O CAPS conta também com um tratamento específico de desintoxicação assistida, principalmente para dependendes de álcool. “O alcoolista tem um processo de desintoxicação bem violento, que pode levar a morte. Então oferecemos um programa de desintoxicação assistida por 15 dias. É importante dizer que o grande volume de atendimentos aqui são de dependentes de álcool e que este sim é um grave problema de saúde pública. O tratamento ao usuário de crack é importante, mas ainda é uma população menor. É mais visível, chocante, deixa a cidade mais feia, mas os impactos do álcool não podem ser esquecidos. O alcoolista pode inclusive se tornar tão ou mais violento que o usuário de crack e essa violência muitas vezes é mais intensa e permanente, por ser socialmente aceitável.”
E existe “epidemia de crack”?
Para o médico Francisco Inácio Bastos, que atua na área de Epidemiologia do abuso de drogas e da Aids da Fiocruz e coordenou a pesquisa “Perfil do usuário de crack e/ou similares no Brasil” realizada em 2011 antes do lançamento do programa federal, não é certo dizer que vivemos no País uma “epidemia de crack”, como tem se colocado para justificar medidas extremas e urgentes, como as internações compulsórias e involuntárias, por exemplo - internação compulsória é aquela determinada pela Justiça, e involuntária pode ser pedida pela família apenas com determinação médica.
* * * * *
**Enunciado 1:**
Responda com base no trecho:
(a) Por quantos dias dura o programa de desintoxicação assistida oferecido pelo CAPS?
(b) Em que ano foi realizada a pesquisa "Perfil do usuário de crack e/ou similares no Brasil"?
(c) Quem determina a internação compulsória?
**Enunciado 2:** Repita uma parte do trecho: comece nas palavras "Para o médico" e pare depois de "com determinação médica.".

**Material fornecido:**
* * * * *
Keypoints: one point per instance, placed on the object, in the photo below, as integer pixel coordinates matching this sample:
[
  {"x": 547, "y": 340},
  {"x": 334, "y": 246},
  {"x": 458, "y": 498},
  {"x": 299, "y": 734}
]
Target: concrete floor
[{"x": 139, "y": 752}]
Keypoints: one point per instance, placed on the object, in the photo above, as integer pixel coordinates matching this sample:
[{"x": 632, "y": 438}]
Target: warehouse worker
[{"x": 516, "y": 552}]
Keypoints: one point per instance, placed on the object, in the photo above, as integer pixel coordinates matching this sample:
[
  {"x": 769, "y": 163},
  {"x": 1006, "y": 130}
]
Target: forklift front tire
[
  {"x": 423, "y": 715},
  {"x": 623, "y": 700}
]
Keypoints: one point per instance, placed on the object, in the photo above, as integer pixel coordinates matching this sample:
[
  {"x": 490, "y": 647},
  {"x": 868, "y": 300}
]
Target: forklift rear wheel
* * * * *
**Resposta 1:**
(a) 15 dias.
(b) Em 2011.
(c) A Justiça.

**Resposta 2:**
Para o médico Francisco Inácio Bastos, que atua na área de Epidemiologia do abuso de drogas e da Aids da Fiocruz e coordenou a pesquisa “Perfil do usuário de crack e/ou similares no Brasil” realizada em 2011 antes do lançamento do programa federal, não é certo dizer que vivemos no País uma “epidemia de crack”, como tem se colocado para justificar medidas extremas e urgentes, como as internações compulsórias e involuntárias, por exemplo - internação compulsória é aquela determinada pela Justiça, e involuntária pode ser pedida pela família apenas com determinação médica.